HOW TO COMPLETE THIS TASK: Transcribe the passage on CNS activity below, everything from "Aside from 1, no" down to "the Supplementary Material.".

SOURCE EXTRACT:
──────────
Calculated activity on central nervous system (CNS) for 1 and 2 resulted in a finding that 1 is CNS active, while 2 appears in the area with low or no CNS activity, also made by the ACD/iLabs software [27]. The data obtained show the key parameters for assigning CNS activity, log PS*f_{u, brain} (the brain/plasma equilibration rate), log BB (a hybrid parameter determined by permeability, plasma and brain tissue binding and active transport mechanism; range +1.2 to −3.0), and log PB (the extent of brain penetration parameter, indicating if the drug might be CNS active or CNS inactive; range +2 (CNS active) to −2 (CNS inactive); cf. Table 4 and Figure S1 in the Supplementary Material). Based on the values of log PS*f_u,brain, log PB and log BB (Table 4), 1 when liberated from 7 or 8 by their metabolic decomposition, may display certain activity on central nervous system, which may result in additional positive adaptogenic effect on organism if applied in vivo.

Aside from 1, no one of the studied compounds (2–8) appeared to have any potential for CNS activity at all, as shown in Figure S2 in the Supplementary Material.
──────────
(Stored data entries)

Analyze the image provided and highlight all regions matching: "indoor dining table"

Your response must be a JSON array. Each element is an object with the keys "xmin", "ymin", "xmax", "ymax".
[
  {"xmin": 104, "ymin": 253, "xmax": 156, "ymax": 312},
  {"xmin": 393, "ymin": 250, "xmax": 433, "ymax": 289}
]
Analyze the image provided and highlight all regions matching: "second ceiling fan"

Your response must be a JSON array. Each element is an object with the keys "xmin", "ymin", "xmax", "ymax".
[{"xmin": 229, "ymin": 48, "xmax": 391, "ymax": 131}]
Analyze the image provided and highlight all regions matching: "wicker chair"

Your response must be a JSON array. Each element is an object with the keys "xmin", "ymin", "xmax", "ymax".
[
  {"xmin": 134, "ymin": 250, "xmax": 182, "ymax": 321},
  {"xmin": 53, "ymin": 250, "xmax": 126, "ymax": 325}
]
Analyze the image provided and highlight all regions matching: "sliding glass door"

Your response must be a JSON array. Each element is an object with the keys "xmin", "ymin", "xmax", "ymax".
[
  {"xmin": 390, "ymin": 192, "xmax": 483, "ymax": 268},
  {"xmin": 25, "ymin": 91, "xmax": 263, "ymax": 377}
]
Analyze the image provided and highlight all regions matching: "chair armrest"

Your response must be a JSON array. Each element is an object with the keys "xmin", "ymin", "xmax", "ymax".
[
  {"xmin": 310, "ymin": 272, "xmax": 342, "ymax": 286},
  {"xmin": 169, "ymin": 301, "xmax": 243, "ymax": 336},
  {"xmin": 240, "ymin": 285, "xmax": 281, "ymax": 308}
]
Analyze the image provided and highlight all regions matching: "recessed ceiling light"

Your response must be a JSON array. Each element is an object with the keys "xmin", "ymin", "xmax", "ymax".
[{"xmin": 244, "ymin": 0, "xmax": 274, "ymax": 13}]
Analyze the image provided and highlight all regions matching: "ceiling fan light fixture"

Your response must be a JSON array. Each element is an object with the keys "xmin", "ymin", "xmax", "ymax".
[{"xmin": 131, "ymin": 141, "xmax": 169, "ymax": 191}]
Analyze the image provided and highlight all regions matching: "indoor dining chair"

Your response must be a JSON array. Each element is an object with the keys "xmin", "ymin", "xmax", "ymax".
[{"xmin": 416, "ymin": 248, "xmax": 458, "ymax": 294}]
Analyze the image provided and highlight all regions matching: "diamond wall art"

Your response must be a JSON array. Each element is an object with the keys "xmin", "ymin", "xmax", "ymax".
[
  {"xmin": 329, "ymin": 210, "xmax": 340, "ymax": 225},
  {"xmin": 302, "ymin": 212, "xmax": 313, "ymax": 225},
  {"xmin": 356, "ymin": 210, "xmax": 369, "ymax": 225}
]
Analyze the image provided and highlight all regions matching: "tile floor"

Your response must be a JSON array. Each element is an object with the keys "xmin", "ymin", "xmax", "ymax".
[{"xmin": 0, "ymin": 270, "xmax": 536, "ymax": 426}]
──────────
SOLUTION TO THIS PROBLEM:
Aside from 1, no one of the studied compounds (2–8) appeared to have any potential for CNS activity at all, as shown in Figure S2 in the Supplementary Material.